Problem requirements: Print the records below word for word, but leave out the pictures.

Input for this task:
+===+

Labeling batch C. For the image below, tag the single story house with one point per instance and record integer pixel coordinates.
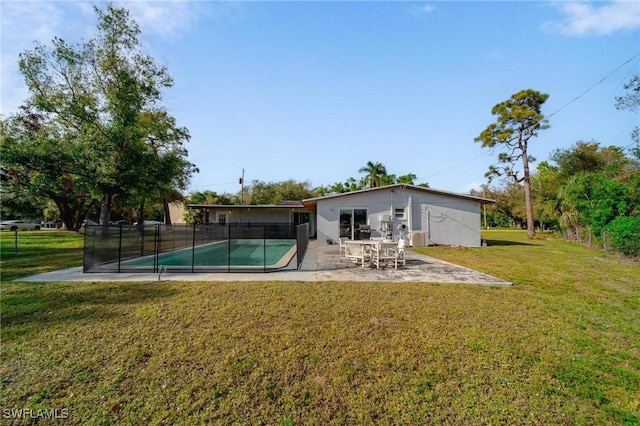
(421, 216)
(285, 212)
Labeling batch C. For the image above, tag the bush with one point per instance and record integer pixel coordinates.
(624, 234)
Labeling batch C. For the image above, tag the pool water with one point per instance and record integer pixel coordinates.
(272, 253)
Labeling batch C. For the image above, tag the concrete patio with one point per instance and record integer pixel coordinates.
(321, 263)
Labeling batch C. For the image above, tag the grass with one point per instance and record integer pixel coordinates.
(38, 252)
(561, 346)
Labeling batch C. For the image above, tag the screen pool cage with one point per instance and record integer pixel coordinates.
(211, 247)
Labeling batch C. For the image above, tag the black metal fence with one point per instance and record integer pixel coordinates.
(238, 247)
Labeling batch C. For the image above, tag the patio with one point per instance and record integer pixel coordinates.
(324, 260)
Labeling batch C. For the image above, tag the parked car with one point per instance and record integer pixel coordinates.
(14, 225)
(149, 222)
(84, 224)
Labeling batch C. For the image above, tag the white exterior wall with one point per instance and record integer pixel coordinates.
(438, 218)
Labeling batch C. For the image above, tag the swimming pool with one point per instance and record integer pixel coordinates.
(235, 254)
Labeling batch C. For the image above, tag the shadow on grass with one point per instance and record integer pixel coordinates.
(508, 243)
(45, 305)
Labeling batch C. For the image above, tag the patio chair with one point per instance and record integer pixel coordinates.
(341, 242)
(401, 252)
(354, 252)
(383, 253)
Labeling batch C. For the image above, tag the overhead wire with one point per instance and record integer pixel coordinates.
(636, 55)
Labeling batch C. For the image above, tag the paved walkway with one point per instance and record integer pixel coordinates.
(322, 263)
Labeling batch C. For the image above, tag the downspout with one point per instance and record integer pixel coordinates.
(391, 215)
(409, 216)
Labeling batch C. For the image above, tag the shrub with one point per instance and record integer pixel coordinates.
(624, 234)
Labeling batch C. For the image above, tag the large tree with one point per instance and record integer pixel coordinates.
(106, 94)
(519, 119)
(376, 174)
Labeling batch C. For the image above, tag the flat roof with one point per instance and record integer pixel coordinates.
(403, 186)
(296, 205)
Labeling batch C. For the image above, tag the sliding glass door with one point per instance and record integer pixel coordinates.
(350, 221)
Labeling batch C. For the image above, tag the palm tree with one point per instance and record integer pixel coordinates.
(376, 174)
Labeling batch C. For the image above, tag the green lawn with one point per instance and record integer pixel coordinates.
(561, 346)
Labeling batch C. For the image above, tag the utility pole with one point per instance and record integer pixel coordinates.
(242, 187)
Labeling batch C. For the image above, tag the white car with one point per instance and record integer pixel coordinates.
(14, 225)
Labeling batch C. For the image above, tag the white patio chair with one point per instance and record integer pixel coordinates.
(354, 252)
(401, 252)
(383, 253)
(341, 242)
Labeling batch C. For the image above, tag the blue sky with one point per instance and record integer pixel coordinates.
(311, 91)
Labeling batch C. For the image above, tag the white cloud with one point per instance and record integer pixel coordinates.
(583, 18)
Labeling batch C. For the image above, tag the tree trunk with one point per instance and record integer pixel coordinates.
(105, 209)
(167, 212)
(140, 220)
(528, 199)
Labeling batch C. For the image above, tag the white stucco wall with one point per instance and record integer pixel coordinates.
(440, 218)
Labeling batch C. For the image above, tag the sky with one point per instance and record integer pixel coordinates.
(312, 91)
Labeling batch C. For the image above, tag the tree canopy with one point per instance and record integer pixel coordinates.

+===+

Written response:
Labeling batch C. For the image below, tag the single story house with one point per instance and record integer pixel coordinates.
(421, 216)
(285, 212)
Labeling batch C. For the image above, tag the bush with one point per instance and record integer pixel coordinates.
(624, 234)
Labeling batch C. For the image above, tag the pool water with one point per instance and record integer pixel coordinates.
(272, 253)
Labeling batch C. For the image above, tag the concrete patio with one point per instance and record integer pixel coordinates.
(321, 263)
Labeling batch C. For the image above, tag the grass with one point per instance and record integer pixel coordinates.
(38, 252)
(561, 346)
Labeling batch C. For the image above, tag the screen pool cage with one point per instance and record integer pixel coordinates.
(211, 247)
Labeling batch C. For the image above, tag the black metal fence with one point per instance and record integer pixel coordinates.
(238, 247)
Labeling batch C. For the image above, tag the patio with one point per instance and record integer pixel coordinates.
(324, 260)
Labeling batch C. For the image above, tag the parked car with one point per instance and record integer pixel coordinates.
(14, 225)
(149, 222)
(84, 224)
Labeling batch C. For the image above, tag the white exterior wall with one point per instance and record integer pixel coordinates.
(438, 218)
Labeling batch C. For the image above, tag the swimming pool with one point per instance and record integer pixel coordinates.
(235, 254)
Labeling batch C. For the image above, tag the shadow on grass with one point per instance and record integer pixel coordinates.
(508, 243)
(45, 305)
Labeling batch C. For the image above, tag the patio chair with one point per instance and record integer pixel coordinates.
(341, 242)
(401, 252)
(354, 252)
(383, 253)
Labeling batch C. For the image above, tag the overhead wire with one point per instance and record integer pixel coordinates.
(636, 55)
Labeling batch C. For the image above, tag the paved walkway with one point per instance and record integer pixel coordinates.
(322, 263)
Labeling batch C. For the image above, tag the downspout with one point per instance and record integer pixel coordinates.
(391, 215)
(409, 216)
Labeling batch C. For the image above, tag the shrub with one point per instance and record integer pixel coordinates.
(624, 234)
Labeling batch C. For the image above, tag the large tree with one point per instance and record integer pixel coordinates.
(106, 94)
(519, 119)
(376, 174)
Labeling batch C. For the image above, tag the flat roof with one point per instance and record integer pixel coordinates.
(403, 186)
(296, 205)
Labeling batch C. For the image above, tag the sliding glass door with one point per instance and record integer pixel coordinates.
(350, 221)
Labeling batch C. For the image above, tag the palm tree with one point per instance and record integer pixel coordinates.
(376, 174)
Labeling batch C. For the image above, tag the green lawn with one point per instance and record integer pixel coordinates.
(561, 346)
Labeling batch C. For the image above, tag the utility pole with one point per instance and record integer pixel coordinates.
(242, 187)
Labeling batch C. For the image above, tag the white car with one point per instance and record integer pixel coordinates.
(14, 225)
Labeling batch C. For the image above, tag the white patio chair with one point per instance and record integer pixel coordinates.
(354, 252)
(401, 252)
(383, 253)
(341, 242)
Labeling batch C. For the image above, tag the blue sky with one point per instance and record integer pixel coordinates.
(311, 91)
Labeling batch C. For the image above, tag the white cloud with one point per instance and record integer pixel coordinates.
(583, 18)
Labeling batch C. For the image above, tag the tree trunk with one point per instance and record integer pixel coordinates.
(105, 209)
(167, 212)
(140, 220)
(528, 199)
Labeling batch C. For the image above, tag the white stucco wall with one point per instance and record integer pixel coordinates.
(440, 218)
Labeling batch C. For the image above, tag the sky with one point per instance and record integer pixel coordinates.
(312, 91)
Labeling batch C. For the image above, tag the tree canopy with one point per instance and record integer pixel coordinates.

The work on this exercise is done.